> [Aufgabenstellung]
Beantworte anhand des Auszugs über die Boeing 787:
1. Wie viele Exemplare der 787 hat Boeing bisher ausgeliefert?
2. Womit wurde der Brand einer leeren 787 der Ethiopian Airlines in Heathrow im Juli 2013 später in Verbindung gebracht?
3. Was steht im Zentrum der Untersuchung zum LATAM-Flug von Sydney nach Auckland im März 2024?

> [Ausgewählter Auszug]
***
Boeing hat bisher mehr als 2500 Flugzeuge des Modells 787 an Fluggesellschaften oder Leasinggeber verkauft und davon 1189 Exemplare ausgeliefert. 47 Maschinen wurden an Air India verkauft. Die Konstruktion der 787 gilt als besonders fortschrittlich. Aufgrund leichter Verbundwerkstoffe und bestimmter elektrischer Systeme soll die Treibstoffersparnis gegenüber Vergleichsmodellen bei 20 Prozent liegen. Infolge seiner Größe, Reichweite und Effizienz löste der Dreamliner vielerorts die Modelle Boeing 747 und Airbus A380 ab. Der Boeing-Rivale Airbus folgte mit der Entwicklung des Modells A350.
Boeing muss in den USA strafrechtliche Konsequenzen fürchten: Qualität und Sicherheit mangelhaft
Die 787-Flotte ist aber kein unbeschriebenes Blatt. Im Juli 2013 fing eine leere 787 der Ethiopian Airlines am Boden des Londoner Flughafens Heathrow Feuer, was später mit einem Kurzschluss in einem Notrufsender in Verbindung gebracht wurde. Ebenfalls 2013 verhängten Behörden ein vorübergehendes Flugverbot für die gesamte 787-Flotte, nachdem in zwei japanischen Flugzeugen in Tokio und Boston Lithiumbatterien überhitzt waren.
Im März 2024 wurden mindestens 50 Menschen verletzt, als eine 787 der Fluggesellschaft LATAM Airlines auf dem Weg von Sydney nach Auckland während des Flugs absackte. Im Zentrum der Untersuchung steht eine plötzliche Vorwärtsbewegung des Pilotensitzes.
***
> [Inhalt des Datensatzes]
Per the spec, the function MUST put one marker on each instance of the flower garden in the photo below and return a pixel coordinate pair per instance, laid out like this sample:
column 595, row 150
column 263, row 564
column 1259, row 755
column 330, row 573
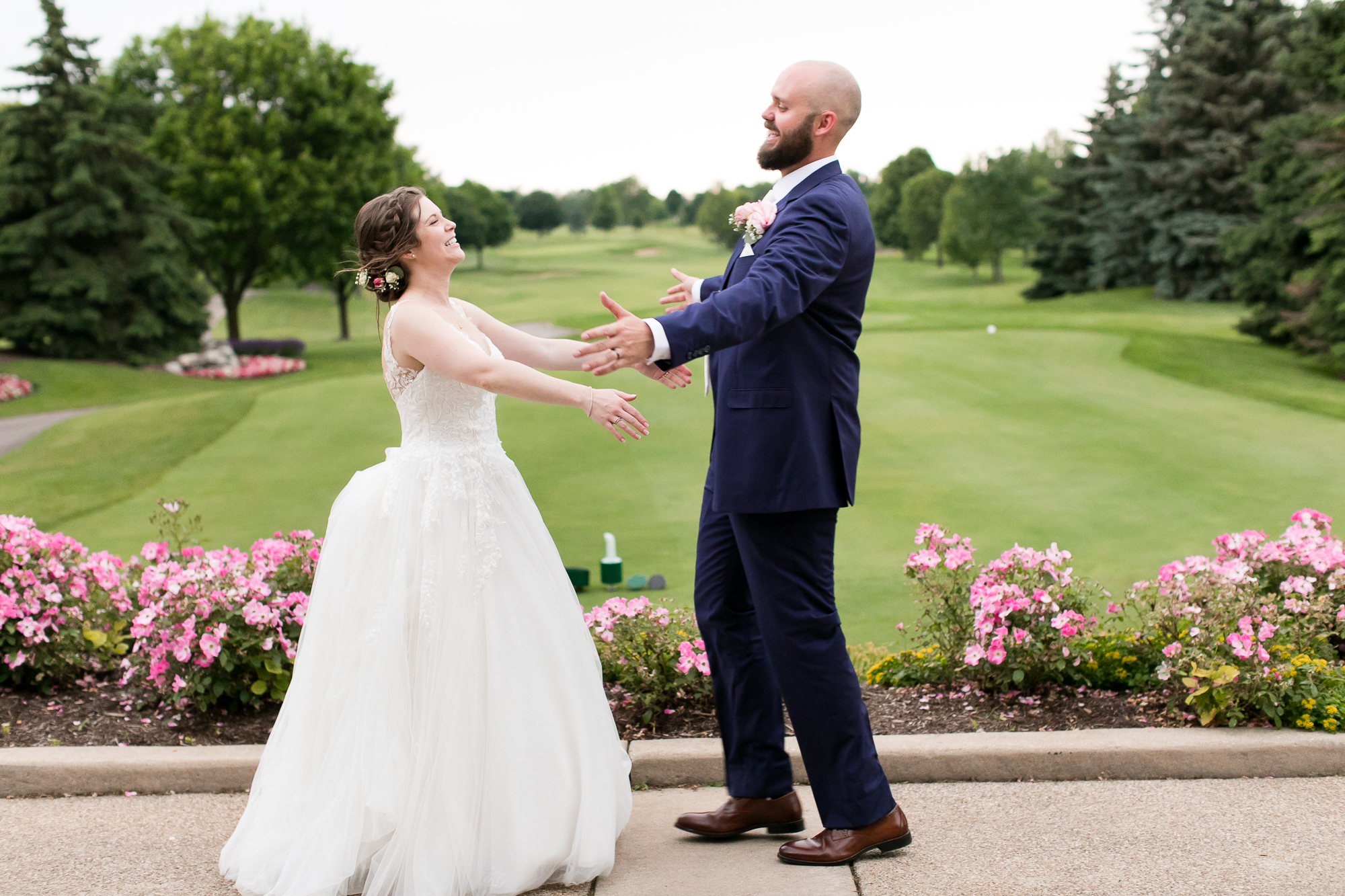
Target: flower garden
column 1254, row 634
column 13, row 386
***
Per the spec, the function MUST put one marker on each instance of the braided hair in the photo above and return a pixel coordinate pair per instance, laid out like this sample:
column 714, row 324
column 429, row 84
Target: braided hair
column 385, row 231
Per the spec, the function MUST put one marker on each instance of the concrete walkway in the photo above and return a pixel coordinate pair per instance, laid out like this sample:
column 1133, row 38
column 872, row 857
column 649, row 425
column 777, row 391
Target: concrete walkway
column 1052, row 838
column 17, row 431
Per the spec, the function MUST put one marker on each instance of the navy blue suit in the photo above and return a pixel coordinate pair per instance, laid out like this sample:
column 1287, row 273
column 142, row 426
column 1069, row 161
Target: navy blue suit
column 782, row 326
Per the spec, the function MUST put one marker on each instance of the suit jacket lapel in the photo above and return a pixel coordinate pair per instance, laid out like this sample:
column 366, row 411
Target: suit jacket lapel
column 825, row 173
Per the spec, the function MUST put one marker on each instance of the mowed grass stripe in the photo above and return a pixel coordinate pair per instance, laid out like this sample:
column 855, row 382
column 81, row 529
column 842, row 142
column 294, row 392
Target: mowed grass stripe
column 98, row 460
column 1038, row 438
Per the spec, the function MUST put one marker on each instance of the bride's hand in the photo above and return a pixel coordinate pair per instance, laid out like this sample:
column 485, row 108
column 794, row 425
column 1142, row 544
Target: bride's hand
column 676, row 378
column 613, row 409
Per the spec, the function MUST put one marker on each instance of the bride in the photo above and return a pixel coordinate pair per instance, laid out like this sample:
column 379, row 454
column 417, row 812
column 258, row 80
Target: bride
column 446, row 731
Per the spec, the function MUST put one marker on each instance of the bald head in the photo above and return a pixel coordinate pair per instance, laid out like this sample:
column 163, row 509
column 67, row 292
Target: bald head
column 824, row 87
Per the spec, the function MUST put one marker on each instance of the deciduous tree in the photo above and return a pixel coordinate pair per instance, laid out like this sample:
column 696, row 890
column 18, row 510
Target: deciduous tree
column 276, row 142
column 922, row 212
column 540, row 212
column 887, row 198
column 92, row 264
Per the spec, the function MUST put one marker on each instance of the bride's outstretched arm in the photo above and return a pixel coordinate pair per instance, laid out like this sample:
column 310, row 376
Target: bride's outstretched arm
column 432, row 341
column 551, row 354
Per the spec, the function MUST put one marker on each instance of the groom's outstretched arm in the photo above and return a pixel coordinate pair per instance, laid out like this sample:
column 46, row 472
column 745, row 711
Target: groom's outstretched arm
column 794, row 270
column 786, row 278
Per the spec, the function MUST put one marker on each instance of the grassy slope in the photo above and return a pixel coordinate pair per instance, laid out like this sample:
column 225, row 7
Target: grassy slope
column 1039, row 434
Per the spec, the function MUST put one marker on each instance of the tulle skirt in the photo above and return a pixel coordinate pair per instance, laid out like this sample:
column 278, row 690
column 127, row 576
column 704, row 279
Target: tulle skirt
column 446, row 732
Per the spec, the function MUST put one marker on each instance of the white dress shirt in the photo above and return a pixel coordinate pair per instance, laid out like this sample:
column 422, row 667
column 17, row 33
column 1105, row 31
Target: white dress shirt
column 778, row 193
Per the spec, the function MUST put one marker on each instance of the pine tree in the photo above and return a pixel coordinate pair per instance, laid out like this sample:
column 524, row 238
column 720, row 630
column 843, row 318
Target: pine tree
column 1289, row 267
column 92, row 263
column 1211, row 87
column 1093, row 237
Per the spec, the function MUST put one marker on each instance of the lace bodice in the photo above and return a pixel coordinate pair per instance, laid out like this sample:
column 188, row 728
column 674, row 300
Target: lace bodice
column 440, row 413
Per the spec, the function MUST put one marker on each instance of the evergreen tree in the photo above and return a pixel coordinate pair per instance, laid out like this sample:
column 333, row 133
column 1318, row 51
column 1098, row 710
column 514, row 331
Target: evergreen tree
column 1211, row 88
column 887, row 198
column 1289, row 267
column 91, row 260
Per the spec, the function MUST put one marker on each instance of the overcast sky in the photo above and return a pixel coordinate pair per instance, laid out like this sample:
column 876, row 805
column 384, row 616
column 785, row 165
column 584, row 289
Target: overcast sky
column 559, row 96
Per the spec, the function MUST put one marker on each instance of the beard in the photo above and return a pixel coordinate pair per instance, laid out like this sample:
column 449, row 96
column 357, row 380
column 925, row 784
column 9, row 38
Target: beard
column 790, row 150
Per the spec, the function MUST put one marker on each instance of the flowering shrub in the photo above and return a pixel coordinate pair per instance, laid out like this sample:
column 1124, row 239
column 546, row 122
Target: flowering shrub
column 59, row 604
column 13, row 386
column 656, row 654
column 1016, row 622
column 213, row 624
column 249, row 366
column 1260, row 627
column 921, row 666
***
> [Lösung]
1. 1189 Exemplare
2. Mit einem Kurzschluss in einem Notrufsender
3. Eine plötzliche Vorwärtsbewegung des Pilotensitzes